* **The task**
In full and without change, retype the records.
---------- Information given ----------
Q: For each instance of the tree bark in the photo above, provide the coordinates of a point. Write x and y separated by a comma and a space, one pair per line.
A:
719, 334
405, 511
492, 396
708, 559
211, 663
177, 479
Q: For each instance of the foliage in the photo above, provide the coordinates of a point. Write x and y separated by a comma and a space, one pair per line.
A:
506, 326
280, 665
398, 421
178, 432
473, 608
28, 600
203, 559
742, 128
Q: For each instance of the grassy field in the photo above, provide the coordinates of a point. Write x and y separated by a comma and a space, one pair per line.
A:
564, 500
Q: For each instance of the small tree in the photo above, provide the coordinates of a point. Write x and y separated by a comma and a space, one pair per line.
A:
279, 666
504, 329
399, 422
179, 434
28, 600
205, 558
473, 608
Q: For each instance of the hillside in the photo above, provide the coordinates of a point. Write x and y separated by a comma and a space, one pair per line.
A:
----------
* **Result of the exercise**
Q: For each instance of the tree bark in the photo above, provide the coordinates of a point. Write x and y separated by a comma and a space, one pair per line.
A:
719, 334
405, 511
492, 396
708, 559
211, 663
177, 479
Q: For each instance of the foliage in the photo above, provide the coordinates of a point. Write x and y separated by a comma and a space, one pair per line.
A:
506, 326
280, 665
398, 421
178, 432
473, 608
28, 600
203, 559
742, 128
Q: For each instance of the grassy field in the photo above, provide the coordinates of a point. Write x and y separated by a comma and a space, one pair per line.
A:
564, 500
Q: For each instance of the small tree in the photo above, provide the coordinates of a point. Write x and y separated by a comma and a space, one pair per line.
A:
279, 666
504, 329
399, 422
179, 434
28, 600
205, 558
473, 608
Q: For each instance of the hillside in the photo above, provide the coordinates of a point. Write x and y separated by a comma and a space, one pair per line.
A:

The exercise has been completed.